═════ Document segment
Did the picture above catch your attention? The large Pokemon bean bag belongs to my children. The other object is a plastic bag I made from plastic scraps. I know it’s weird, but I have embraced my off-kilter personality as Dr. Plastic Picker. Our children consume enormous amounts of clementines. Clementines come in orange plastic mesh bags. I am now master of the glue gun, which is how I make trash art. With my glue-gun, I reuse bits of plastic. I reuse the orange mesh bags as my base. I make pretty sturdy bathroom trash liners! Every time I finish one, I show it to my in-laws, children, and sometimes husband. They all exclaim at how marvelous my bags are.
I bring up making these trash liners because I understand everyone’s anxiety over the COVID-19 crisis. It’s easier to do something rather than to be asked to sit at home and social distance. I have been a student of medicine and human nature for 20 years. It is so hard to be asked to do nothing, even when nothing can save lives.
══════════
═════ Information given
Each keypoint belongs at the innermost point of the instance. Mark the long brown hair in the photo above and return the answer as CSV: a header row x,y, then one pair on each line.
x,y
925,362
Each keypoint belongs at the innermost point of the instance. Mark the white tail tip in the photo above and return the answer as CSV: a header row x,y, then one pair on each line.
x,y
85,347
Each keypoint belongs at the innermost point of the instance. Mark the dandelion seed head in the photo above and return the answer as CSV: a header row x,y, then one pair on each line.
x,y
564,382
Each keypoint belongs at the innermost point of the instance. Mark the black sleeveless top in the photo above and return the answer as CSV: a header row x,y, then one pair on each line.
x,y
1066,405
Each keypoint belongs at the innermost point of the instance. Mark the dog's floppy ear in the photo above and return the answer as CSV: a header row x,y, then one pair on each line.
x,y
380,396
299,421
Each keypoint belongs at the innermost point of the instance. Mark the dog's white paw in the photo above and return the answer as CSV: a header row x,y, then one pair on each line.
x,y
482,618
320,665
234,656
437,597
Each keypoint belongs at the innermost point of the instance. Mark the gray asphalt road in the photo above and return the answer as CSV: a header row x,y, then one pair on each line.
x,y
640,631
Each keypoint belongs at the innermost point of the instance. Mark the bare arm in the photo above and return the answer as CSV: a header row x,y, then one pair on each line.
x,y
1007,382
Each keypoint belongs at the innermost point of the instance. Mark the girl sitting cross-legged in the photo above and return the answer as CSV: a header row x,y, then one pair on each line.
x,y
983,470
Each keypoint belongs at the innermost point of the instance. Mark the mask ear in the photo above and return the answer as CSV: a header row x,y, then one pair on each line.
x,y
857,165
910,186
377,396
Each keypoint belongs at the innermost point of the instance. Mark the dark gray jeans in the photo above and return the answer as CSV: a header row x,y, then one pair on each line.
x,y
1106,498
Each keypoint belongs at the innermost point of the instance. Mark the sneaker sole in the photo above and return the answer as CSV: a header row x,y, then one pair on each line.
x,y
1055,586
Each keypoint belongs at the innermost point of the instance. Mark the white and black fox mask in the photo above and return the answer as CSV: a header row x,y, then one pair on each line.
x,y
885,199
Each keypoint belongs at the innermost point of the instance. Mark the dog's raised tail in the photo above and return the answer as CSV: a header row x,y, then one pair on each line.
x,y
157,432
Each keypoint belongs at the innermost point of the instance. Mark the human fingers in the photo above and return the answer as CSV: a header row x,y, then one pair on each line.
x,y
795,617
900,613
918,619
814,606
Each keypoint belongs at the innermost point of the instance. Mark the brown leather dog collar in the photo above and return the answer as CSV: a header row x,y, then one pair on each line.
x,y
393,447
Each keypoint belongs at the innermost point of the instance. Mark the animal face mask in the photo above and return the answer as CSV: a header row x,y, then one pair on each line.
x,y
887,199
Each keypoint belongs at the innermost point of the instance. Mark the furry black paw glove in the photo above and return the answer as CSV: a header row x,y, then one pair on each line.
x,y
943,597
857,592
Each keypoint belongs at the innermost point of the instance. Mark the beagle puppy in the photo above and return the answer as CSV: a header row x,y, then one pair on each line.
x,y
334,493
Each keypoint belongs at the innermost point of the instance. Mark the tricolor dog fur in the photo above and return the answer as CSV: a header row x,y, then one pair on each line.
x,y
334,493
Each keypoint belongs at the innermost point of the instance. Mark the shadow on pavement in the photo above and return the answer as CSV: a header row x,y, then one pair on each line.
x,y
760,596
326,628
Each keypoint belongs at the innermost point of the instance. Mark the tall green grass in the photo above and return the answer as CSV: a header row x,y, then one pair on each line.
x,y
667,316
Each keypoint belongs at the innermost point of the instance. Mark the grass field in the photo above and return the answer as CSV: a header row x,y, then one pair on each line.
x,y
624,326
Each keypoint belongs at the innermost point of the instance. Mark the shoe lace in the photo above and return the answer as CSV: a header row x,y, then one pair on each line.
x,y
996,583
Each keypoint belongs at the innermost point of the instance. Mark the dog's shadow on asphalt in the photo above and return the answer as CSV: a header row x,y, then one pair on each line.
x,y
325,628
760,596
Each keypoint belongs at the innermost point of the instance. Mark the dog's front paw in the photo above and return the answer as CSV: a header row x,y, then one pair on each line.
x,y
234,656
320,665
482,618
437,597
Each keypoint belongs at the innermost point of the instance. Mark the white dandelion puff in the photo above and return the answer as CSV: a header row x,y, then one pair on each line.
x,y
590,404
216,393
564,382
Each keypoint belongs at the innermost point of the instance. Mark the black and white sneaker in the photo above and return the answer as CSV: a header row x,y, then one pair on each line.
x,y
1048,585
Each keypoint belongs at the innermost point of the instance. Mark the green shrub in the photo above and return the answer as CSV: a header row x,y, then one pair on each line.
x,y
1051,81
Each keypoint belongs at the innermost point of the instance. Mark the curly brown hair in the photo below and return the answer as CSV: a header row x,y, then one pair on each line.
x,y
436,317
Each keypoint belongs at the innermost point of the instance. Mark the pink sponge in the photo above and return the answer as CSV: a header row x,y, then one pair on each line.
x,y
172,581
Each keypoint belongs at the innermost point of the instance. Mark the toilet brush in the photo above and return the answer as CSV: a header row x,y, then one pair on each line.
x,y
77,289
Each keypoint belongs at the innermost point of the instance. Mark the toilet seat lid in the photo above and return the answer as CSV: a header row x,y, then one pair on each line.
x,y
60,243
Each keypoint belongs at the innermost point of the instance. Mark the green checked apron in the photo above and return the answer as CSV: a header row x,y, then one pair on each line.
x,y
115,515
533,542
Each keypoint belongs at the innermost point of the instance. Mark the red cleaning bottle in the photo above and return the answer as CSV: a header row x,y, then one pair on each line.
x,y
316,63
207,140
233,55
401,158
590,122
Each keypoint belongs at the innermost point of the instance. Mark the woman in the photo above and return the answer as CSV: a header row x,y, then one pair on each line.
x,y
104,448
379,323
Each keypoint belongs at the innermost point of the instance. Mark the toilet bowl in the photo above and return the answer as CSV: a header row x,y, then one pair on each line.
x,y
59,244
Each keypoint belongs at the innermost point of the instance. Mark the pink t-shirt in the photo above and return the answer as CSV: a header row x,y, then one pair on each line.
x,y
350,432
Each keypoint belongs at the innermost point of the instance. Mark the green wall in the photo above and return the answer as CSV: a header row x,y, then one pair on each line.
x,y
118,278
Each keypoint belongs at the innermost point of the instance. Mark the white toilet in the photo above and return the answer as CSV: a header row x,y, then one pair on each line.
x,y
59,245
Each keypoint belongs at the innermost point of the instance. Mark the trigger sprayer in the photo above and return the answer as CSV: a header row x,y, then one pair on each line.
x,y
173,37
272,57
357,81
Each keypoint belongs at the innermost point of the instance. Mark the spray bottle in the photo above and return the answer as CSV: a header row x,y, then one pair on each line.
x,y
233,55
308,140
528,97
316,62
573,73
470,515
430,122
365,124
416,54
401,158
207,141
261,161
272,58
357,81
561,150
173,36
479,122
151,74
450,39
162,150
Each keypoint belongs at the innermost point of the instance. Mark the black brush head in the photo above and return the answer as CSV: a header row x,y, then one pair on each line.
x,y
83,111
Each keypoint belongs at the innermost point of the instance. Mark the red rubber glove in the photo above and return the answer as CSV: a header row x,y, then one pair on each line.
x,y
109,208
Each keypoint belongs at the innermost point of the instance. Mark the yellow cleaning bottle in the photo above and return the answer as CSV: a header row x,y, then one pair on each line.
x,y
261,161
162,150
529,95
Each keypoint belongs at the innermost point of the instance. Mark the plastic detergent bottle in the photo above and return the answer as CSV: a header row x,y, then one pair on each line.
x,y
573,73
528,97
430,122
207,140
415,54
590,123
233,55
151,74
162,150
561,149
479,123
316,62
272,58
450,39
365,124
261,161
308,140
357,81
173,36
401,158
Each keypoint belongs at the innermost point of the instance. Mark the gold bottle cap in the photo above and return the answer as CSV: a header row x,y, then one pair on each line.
══════════
**Exercise instructions**
In the piece about making trash liners from plastic scraps, repeat everything from "I bring up making" down to "can save lives." word for word. These items come from a separate source.

**Result of this task**
I bring up making these trash liners because I understand everyone’s anxiety over the COVID-19 crisis. It’s easier to do something rather than to be asked to sit at home and social distance. I have been a student of medicine and human nature for 20 years. It is so hard to be asked to do nothing, even when nothing can save lives.